Every entry below should be written out again exactly.

Dataset records —
- - - -

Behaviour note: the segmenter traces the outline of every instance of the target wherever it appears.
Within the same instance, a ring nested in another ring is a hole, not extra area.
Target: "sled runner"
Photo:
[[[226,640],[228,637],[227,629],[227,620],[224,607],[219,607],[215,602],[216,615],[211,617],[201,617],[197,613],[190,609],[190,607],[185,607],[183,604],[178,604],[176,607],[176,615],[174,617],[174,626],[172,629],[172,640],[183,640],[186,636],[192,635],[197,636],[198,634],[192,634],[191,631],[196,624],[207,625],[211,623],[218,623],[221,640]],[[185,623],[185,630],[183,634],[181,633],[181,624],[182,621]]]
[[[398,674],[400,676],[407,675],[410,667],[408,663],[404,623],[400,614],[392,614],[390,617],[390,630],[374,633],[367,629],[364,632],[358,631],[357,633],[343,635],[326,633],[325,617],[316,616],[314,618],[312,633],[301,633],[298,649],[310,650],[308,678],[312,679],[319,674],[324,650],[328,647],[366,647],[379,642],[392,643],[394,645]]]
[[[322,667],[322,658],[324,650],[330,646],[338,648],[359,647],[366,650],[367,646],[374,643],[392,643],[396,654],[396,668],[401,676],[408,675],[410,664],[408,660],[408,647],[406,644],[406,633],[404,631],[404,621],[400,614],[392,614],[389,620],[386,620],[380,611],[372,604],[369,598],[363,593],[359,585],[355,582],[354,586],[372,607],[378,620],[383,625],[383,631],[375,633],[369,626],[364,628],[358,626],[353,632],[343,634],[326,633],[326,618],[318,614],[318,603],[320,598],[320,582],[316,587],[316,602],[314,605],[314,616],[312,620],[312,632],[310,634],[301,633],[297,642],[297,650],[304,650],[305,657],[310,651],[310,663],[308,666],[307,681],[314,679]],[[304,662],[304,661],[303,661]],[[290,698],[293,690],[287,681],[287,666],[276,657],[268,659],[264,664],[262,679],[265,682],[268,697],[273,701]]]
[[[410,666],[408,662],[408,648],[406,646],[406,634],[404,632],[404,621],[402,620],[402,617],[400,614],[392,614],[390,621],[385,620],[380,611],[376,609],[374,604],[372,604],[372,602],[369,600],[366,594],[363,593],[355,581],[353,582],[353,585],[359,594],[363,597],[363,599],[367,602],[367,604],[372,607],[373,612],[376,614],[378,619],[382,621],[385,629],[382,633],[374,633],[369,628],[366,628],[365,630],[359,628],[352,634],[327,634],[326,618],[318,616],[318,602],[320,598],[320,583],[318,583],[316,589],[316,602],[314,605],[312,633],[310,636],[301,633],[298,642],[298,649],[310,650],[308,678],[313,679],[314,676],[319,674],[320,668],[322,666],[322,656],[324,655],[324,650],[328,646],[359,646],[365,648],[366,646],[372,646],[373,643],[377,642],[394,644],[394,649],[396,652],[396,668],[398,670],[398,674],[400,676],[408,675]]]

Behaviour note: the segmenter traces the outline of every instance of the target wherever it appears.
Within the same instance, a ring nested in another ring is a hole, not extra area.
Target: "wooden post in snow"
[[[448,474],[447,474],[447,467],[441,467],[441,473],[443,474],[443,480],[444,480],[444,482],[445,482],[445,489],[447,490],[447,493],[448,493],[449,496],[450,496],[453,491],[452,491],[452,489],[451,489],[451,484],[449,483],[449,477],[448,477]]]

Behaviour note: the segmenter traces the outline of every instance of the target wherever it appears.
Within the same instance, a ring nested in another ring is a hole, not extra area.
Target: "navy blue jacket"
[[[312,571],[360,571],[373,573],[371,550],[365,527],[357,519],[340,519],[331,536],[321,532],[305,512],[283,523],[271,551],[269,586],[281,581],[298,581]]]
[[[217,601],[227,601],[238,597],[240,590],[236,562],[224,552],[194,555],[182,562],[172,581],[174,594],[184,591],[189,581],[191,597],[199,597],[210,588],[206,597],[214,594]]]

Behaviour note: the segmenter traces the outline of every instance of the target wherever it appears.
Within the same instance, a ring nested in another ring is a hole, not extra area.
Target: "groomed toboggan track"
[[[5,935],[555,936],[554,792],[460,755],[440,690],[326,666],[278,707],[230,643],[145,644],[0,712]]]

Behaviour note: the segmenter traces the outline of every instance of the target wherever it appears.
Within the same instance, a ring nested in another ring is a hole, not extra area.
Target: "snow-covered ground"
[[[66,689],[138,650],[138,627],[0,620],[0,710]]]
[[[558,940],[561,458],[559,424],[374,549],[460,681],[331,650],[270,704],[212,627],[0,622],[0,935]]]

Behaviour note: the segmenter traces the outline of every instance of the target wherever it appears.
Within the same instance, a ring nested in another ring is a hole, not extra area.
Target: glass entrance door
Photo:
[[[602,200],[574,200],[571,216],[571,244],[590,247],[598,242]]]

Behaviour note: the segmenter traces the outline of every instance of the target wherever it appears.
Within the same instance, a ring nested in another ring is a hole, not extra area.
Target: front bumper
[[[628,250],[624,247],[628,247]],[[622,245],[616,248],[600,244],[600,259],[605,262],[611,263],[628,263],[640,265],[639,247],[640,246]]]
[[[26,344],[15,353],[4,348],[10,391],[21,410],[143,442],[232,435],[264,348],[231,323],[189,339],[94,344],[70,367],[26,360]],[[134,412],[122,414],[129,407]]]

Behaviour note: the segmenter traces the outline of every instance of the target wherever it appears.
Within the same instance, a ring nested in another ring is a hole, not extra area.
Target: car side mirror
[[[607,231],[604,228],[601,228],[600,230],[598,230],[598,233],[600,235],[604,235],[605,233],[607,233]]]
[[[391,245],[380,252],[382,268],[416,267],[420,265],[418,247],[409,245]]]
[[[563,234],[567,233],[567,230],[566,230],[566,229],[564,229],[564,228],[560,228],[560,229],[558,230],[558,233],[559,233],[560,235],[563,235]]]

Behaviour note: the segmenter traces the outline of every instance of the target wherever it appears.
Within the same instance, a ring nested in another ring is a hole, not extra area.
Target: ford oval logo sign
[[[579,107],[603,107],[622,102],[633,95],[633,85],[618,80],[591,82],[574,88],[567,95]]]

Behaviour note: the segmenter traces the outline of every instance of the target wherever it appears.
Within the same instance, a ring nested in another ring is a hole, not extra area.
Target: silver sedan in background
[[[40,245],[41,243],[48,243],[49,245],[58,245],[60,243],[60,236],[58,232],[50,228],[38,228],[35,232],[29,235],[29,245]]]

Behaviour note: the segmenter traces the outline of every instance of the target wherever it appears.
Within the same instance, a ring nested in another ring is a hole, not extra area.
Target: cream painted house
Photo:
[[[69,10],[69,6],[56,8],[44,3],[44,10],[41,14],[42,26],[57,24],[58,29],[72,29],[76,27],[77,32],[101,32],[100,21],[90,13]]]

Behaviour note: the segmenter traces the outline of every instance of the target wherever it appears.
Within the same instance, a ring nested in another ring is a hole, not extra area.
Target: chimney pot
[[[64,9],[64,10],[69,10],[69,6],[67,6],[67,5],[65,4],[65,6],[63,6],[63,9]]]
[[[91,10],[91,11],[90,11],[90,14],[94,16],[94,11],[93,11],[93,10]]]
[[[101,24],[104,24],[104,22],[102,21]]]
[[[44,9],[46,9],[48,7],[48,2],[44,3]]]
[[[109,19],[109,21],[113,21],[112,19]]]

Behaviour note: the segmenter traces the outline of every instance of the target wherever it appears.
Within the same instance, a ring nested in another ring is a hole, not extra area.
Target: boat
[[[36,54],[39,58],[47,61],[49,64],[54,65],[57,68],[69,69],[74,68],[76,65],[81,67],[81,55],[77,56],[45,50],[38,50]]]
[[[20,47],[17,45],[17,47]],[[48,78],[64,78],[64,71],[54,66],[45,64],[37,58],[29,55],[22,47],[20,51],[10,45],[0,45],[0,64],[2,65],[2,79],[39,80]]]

- - - -

Answer box —
Behaviour note: the segmenter traces the outline of every instance of the target wherever it appears.
Within the same instance, a ring nested in another ring is a hole, not extra area.
Target: "sled runner"
Photo:
[[[226,640],[228,637],[227,629],[227,620],[224,607],[219,607],[215,602],[216,615],[211,617],[201,617],[197,613],[190,609],[190,607],[185,607],[183,604],[178,604],[176,607],[176,615],[174,617],[174,626],[172,629],[172,640],[183,640],[186,636],[192,635],[197,636],[198,634],[192,634],[191,631],[196,624],[207,625],[211,623],[218,623],[221,640]],[[185,623],[185,630],[183,634],[181,633],[181,624],[182,621]]]
[[[398,674],[400,676],[407,675],[410,667],[408,663],[404,623],[400,614],[392,614],[390,617],[390,630],[374,633],[367,629],[364,632],[358,631],[357,633],[343,635],[326,633],[325,617],[316,616],[314,618],[312,633],[301,633],[298,649],[310,650],[308,678],[312,679],[319,674],[324,650],[328,647],[366,647],[379,642],[392,643],[394,645]]]
[[[322,667],[322,658],[324,650],[330,646],[338,648],[359,647],[366,650],[367,646],[374,643],[392,643],[396,654],[396,668],[401,676],[408,675],[410,664],[408,660],[408,647],[406,644],[406,633],[404,631],[404,621],[400,614],[392,614],[389,620],[386,620],[380,611],[372,604],[369,598],[363,593],[359,585],[355,582],[354,586],[372,607],[378,620],[383,625],[383,631],[375,633],[369,626],[364,628],[358,626],[353,632],[343,634],[326,633],[326,618],[318,614],[318,603],[320,598],[320,582],[316,587],[316,602],[314,605],[314,616],[312,620],[312,632],[310,634],[301,633],[297,642],[297,650],[304,650],[305,657],[310,651],[310,663],[308,666],[307,681],[314,679]],[[304,662],[304,661],[303,661]],[[290,698],[293,690],[287,681],[287,666],[276,657],[268,659],[264,664],[262,679],[265,682],[268,697],[273,701]]]
[[[410,666],[408,662],[408,648],[406,646],[406,634],[404,632],[404,621],[402,620],[402,617],[400,614],[392,614],[390,621],[385,620],[380,611],[376,609],[374,604],[372,604],[372,602],[369,600],[366,594],[363,593],[355,581],[353,582],[353,585],[359,594],[363,597],[363,599],[367,602],[367,604],[372,607],[373,612],[376,614],[378,619],[382,621],[385,629],[382,633],[374,633],[369,628],[366,628],[365,630],[359,628],[352,634],[327,634],[326,618],[318,616],[318,602],[320,598],[320,583],[318,583],[316,589],[316,602],[314,605],[312,633],[310,636],[301,633],[298,642],[298,649],[310,650],[308,678],[313,679],[314,676],[319,674],[320,668],[322,666],[322,656],[324,655],[324,650],[328,646],[359,646],[365,648],[366,646],[372,646],[373,643],[377,642],[394,644],[394,649],[396,652],[396,668],[398,670],[398,674],[400,676],[408,675]]]

Behaviour note: the segmenter traces the outline of every instance of the target wherever it appears.
Within the same instance, a ring nested in another ring is a hole, not extra area.
Target: "wooden post in snow"
[[[448,474],[447,474],[447,467],[441,467],[441,473],[443,474],[443,480],[444,480],[444,482],[445,482],[445,489],[447,490],[447,493],[448,493],[449,496],[450,496],[453,491],[452,491],[452,489],[451,489],[451,484],[449,483],[449,477],[448,477]]]

Behaviour note: the segmenter traces the outline of every instance of the target wherever it appears.
Within the same instance, a ring nested in another ring is a hole, not extra area.
Target: "navy blue jacket"
[[[312,571],[360,571],[373,573],[371,550],[365,527],[357,519],[340,519],[331,536],[321,532],[305,512],[283,523],[271,551],[269,586],[281,581],[298,581]]]
[[[217,601],[227,601],[238,597],[240,590],[236,562],[224,552],[194,555],[182,562],[172,581],[174,594],[184,591],[189,581],[191,597],[199,597],[210,588],[206,597],[214,594]]]

Behaviour note: the segmenter traces the outline of every instance of the target wherever it appears.
Within the same instance, a ring nested in another ring is a hole, not extra area.
Target: "groomed toboggan track"
[[[5,935],[555,936],[554,792],[460,755],[440,690],[326,666],[278,707],[230,643],[145,644],[0,712]]]

Behaviour note: the segmenter traces the outline of every instance of the target wherever it appears.
Within the same instance, a ring nested in another ring is a hole, not extra area.
Target: "snow-covered ground"
[[[66,689],[138,650],[138,627],[0,620],[0,710]]]
[[[558,940],[561,458],[559,424],[374,549],[460,681],[331,650],[270,704],[212,627],[0,622],[0,935]]]

Behaviour note: the segmenter traces the outline of every instance of the target wherever it appears.
Within the same instance, a ring nested in another ring is a hole, not extra area.
Target: glass entrance door
Photo:
[[[602,200],[574,200],[571,216],[571,244],[590,247],[598,242]]]

Behaviour note: the segmenter traces the outline of every instance of the target wherever it appears.
Within the same instance, a ring nested in another ring is a hole, not extra area.
Target: front bumper
[[[628,250],[624,247],[628,247]],[[622,245],[616,248],[600,244],[600,259],[605,262],[611,263],[628,263],[640,265],[639,247],[640,246]]]
[[[26,344],[15,353],[4,348],[10,391],[21,410],[143,442],[232,435],[264,348],[231,323],[189,339],[94,344],[70,367],[26,360]],[[134,412],[122,414],[129,407]]]

Behaviour note: the segmenter traces the outline of every instance of the target wherever it appears.
Within the same instance, a ring nested in another ring is a hole, not extra area.
Target: car side mirror
[[[607,231],[604,228],[601,228],[600,230],[598,230],[598,233],[600,235],[604,235],[605,233],[607,233]]]
[[[391,245],[380,252],[382,268],[416,267],[420,265],[418,247],[409,245]]]
[[[563,234],[567,233],[567,230],[566,230],[566,229],[564,229],[564,228],[560,228],[560,229],[558,230],[558,233],[559,233],[560,235],[563,235]]]

Behaviour note: the segmenter traces the outline of every instance of the target wherever it appears.
Within the same instance, a ring nested in another ring is a hole, not extra area.
Target: ford oval logo sign
[[[579,107],[603,107],[622,102],[633,95],[633,85],[618,80],[591,82],[574,88],[567,95]]]

Behaviour note: the segmenter traces the outline of every instance of the target wherever it appears.
Within the same instance, a ring nested in another ring is a hole, not extra area.
Target: silver sedan in background
[[[40,245],[41,243],[48,243],[49,245],[58,245],[60,243],[60,236],[58,232],[50,228],[38,228],[35,232],[29,235],[29,245]]]

Behaviour note: the segmenter traces the outline of every instance of the target wherever it appears.
Within the same instance, a ring nested in another ring is a hole, not extra area.
Target: cream painted house
Photo:
[[[69,10],[69,6],[56,8],[44,3],[44,10],[41,14],[42,26],[57,24],[58,29],[72,29],[76,27],[77,32],[101,32],[100,21],[90,13]]]

Behaviour note: the segmenter traces the outline of every instance of the target wherever it appears.
Within the same instance, a ring nested in another ring is a hole, not extra area.
Target: chimney pot
[[[64,9],[64,10],[69,10],[69,6],[67,6],[67,5],[65,4],[65,6],[63,6],[63,9]]]
[[[91,10],[91,11],[90,11],[90,14],[94,16],[94,11],[93,11],[93,10]]]
[[[101,24],[104,24],[104,22],[102,21]]]
[[[44,9],[46,9],[48,7],[48,2],[44,3]]]
[[[109,19],[109,21],[113,21],[112,19]]]

Behaviour note: the segmenter traces the outline of every instance of the target wherever it appears.
Within the same instance, a ring nested in another ring is a hole, not extra area.
Target: boat
[[[36,54],[39,58],[47,61],[49,64],[54,65],[57,68],[69,69],[74,68],[76,65],[81,67],[81,55],[77,56],[45,50],[38,50]]]
[[[20,47],[17,45],[17,47]],[[48,78],[64,78],[64,71],[54,66],[45,64],[37,58],[29,55],[22,47],[20,51],[10,45],[0,45],[0,64],[2,65],[2,79],[39,80]]]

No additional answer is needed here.